Personal information
- Born: August 16, 1989 (age 35) Iceland
- Nationality: Icelandic
- Listed height: 180 cm (5 ft 11 in)

Career information
- Playing career: 2006–2018
- Position: Forward
- Number: 7

Career history
- 2006: Haukar
- 2007–2013: Haukar
- 2014–2016: Haukar
- 2016–2018: Stjarnan

Career highlights and awards
- Icelandic Cup Finals MVP (2010); Icelandic league champion (2009); Icelandic Basketball Cup (2010); 2× Icelandic Company Cup (2011, 2015);

= María Lind Sigurðardóttir =

Icelandic basketball player

María Lind Sigurðardóttir (born 16 August 1989) is a former Icelandic basketball player. She spent the majority of her career with Haukar, winning the national championship in 2009 and the Icelandic Basketball Cup in 2010, where she was also named Cup Finals MVP. During a game between Haukar and KR in March 2011, María was struck in the face with a closed fist by KR's Margrét Kara Sturludóttir. Consequently, Margrét Kara received a two-game suspension from the Icelandic Basketball Association, a decision that was criticized by both Haukar and María Lind as being too lenient. In 2016, María transferred to Stjarnan where she played her final two seasons before retiring.

==Personal life==
María graduated from Kvennaskólinn í Reykjavík at the top of her class in 2009.

• Extracted entries:
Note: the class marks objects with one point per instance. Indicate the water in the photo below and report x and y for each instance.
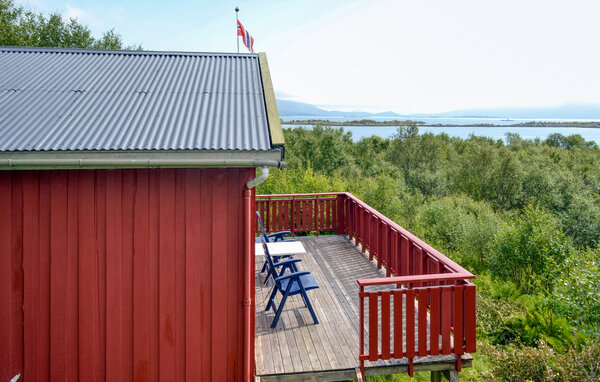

...

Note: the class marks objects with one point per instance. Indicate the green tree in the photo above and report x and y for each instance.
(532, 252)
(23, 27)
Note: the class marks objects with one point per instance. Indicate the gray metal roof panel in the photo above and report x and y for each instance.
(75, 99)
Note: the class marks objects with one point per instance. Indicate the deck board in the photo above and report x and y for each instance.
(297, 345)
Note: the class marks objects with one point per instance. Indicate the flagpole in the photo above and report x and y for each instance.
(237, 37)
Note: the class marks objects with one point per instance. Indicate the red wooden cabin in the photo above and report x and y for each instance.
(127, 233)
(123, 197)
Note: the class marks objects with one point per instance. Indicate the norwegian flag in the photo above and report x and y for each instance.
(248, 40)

* * *

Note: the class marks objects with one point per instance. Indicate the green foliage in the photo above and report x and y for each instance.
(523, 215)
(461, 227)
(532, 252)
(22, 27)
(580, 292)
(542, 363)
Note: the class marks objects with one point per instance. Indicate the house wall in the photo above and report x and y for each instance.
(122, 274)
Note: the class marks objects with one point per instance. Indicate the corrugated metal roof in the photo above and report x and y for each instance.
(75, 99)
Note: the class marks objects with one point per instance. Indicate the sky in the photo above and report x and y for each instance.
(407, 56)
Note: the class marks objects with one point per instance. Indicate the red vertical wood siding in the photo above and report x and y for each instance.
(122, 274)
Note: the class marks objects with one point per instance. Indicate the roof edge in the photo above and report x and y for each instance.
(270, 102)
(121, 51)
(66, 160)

• Problem 1: Translate into Spanish the following sentence from the passage on María Lind Sigurðardóttir: "María graduated from Kvennaskólinn í Reykjavík at the top of her class in 2009."
• Problem 2: According to the passage on María Lind Sigurðardóttir, how long a suspension did Margrét Kara Sturludóttir receive from the Icelandic Basketball Association?
• Problem 3: Transcribe the passage on María Lind Sigurðardóttir starting at "María Lind Sigurðardóttir (born" and ending at "class in 2009.".

• Answer section 1: María se graduó del Kvennaskólinn í Reykjavík como la primera de su clase en 2009.

• Answer section 2: A two-game suspension.

• Answer section 3:
María Lind Sigurðardóttir (born 16 August 1989) is a former Icelandic basketball player. She spent the majority of her career with Haukar, winning the national championship in 2009 and the Icelandic Basketball Cup in 2010, where she was also named Cup Finals MVP. During a game between Haukar and KR in March 2011, María was struck in the face with a closed fist by KR's Margrét Kara Sturludóttir. Consequently, Margrét Kara received a two-game suspension from the Icelandic Basketball Association, a decision that was criticized by both Haukar and María Lind as being too lenient. In 2016, María transferred to Stjarnan where she played her final two seasons before retiring.

==Personal life==
María graduated from Kvennaskólinn í Reykjavík at the top of her class in 2009.